WHAT YOU NEED TO DO: Put every line of the material below into a numbered list, omitting blank lines and the pictures.

= = = = =

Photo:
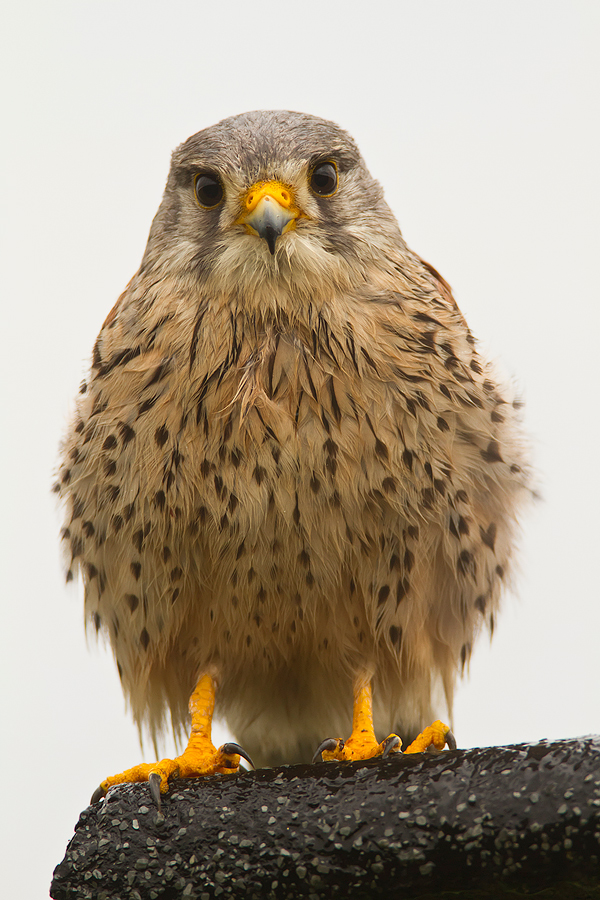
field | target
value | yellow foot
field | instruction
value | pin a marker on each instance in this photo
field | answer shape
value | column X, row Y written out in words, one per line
column 199, row 758
column 362, row 743
column 436, row 736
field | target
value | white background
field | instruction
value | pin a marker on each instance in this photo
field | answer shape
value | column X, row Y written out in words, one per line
column 481, row 121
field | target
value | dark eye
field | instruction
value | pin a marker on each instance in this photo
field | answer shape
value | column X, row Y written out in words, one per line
column 323, row 180
column 209, row 190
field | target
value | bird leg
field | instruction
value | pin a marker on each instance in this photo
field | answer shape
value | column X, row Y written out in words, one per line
column 199, row 758
column 362, row 743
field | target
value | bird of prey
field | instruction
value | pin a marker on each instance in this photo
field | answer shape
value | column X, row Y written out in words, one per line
column 292, row 482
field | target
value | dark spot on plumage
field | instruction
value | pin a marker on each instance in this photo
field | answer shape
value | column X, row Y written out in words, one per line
column 127, row 433
column 132, row 601
column 492, row 452
column 161, row 435
column 401, row 591
column 384, row 593
column 112, row 492
column 78, row 508
column 463, row 525
column 304, row 558
column 117, row 523
column 465, row 562
column 147, row 405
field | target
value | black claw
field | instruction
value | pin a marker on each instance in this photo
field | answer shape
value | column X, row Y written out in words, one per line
column 98, row 794
column 231, row 747
column 390, row 744
column 154, row 785
column 327, row 744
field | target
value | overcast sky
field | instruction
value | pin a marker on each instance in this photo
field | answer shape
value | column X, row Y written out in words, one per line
column 481, row 121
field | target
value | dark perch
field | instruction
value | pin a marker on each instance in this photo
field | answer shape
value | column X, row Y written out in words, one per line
column 522, row 819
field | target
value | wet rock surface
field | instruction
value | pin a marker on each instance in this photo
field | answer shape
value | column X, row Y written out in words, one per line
column 522, row 819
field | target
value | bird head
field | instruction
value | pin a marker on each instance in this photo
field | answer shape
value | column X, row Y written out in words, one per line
column 271, row 201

= = = = =

THE ANSWER:
1. Photo:
2. field | target
3. value | yellow foot
4. field | instruction
5. value | pin a marker on each instance in this photo
6. field | answer shape
7. value | column X, row Y written out in words, one per line
8. column 199, row 758
9. column 362, row 743
10. column 436, row 736
11. field | target
12. value | white background
13. field | instruction
14. value | pin a marker on each instance in this photo
15. field | answer shape
16. value | column X, row Y written out in words, one per line
17. column 481, row 121
18. field | target
19. value | dark eye
20. field | instruction
21. value | pin a marker on each instance in this photo
22. field | answer shape
23. value | column X, row Y written out in words, one per line
24. column 323, row 180
25. column 209, row 190
26. field | target
27. value | bird leg
28. field | instruction
29. value | pin a marker on each instance in this photo
30. field | answer shape
31. value | column X, row Y written out in words, one per line
32. column 199, row 758
33. column 362, row 743
34. field | target
35. value | bird of prey
36. field | instruction
37. value | pin a marker on each instance in this photo
38. field | answer shape
39. value | column X, row Y written out in words, one per line
40. column 292, row 482
41. field | target
42. value | dark spot on plumage
43. field | instruction
44. value | pin a marker on each instance in this photo
45. field | answer shape
46. value | column X, row Y written out in words, one per line
47. column 127, row 433
48. column 132, row 601
49. column 492, row 452
50. column 161, row 435
51. column 401, row 591
52. column 384, row 593
53. column 112, row 492
54. column 78, row 508
55. column 463, row 525
56. column 304, row 558
57. column 117, row 523
58. column 465, row 562
59. column 147, row 405
60. field | target
61. value | black claw
62. field | instruction
63. value | pin a marker on each instance in this photo
64. field | answer shape
65. value | column X, row Y written out in words, one per line
66. column 98, row 794
67. column 231, row 747
68. column 390, row 744
69. column 154, row 785
70. column 327, row 744
71. field | target
72. value | overcast sky
73. field | instruction
74. value | pin a marker on each instance in this photo
75. field | answer shape
76. value | column X, row Y written out in words, one per line
77. column 481, row 121
78. field | target
79. value | dark perch
80. field | instruction
81. value | pin a marker on each instance in this photo
82. field | answer shape
83. value | column X, row Y written out in words, one per line
84. column 522, row 819
85. field | target
86. value | wet rock surface
87. field | instruction
88. value | pin a marker on each instance in this photo
89. field | answer shape
90. value | column X, row Y written out in words, one per line
91. column 522, row 819
92. field | target
93. value | bird head
94. field | instruction
95. value | pin a marker on each instance in this photo
96. field | answer shape
97. value | column X, row Y written out in words, one per line
98. column 271, row 201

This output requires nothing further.